- [About this task] Look through the data below and, wherever a line carries the word "blue", please copy that line.

- [The records]
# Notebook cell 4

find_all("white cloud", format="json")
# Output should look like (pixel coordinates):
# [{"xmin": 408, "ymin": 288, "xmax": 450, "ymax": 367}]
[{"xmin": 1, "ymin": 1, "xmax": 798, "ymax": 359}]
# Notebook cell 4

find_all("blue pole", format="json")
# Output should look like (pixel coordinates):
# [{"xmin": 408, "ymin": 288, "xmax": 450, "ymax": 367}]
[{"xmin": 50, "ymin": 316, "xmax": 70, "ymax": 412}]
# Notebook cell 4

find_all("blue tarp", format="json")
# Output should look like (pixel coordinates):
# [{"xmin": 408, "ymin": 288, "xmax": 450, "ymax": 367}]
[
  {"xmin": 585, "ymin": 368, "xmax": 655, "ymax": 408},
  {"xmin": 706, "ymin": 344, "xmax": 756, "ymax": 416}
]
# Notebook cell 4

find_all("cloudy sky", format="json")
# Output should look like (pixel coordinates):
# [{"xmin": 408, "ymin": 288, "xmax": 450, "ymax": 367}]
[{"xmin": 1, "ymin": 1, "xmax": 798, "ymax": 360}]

- [Result of this exercise]
find_all("blue pole", format="json")
find_all("blue tarp", format="json")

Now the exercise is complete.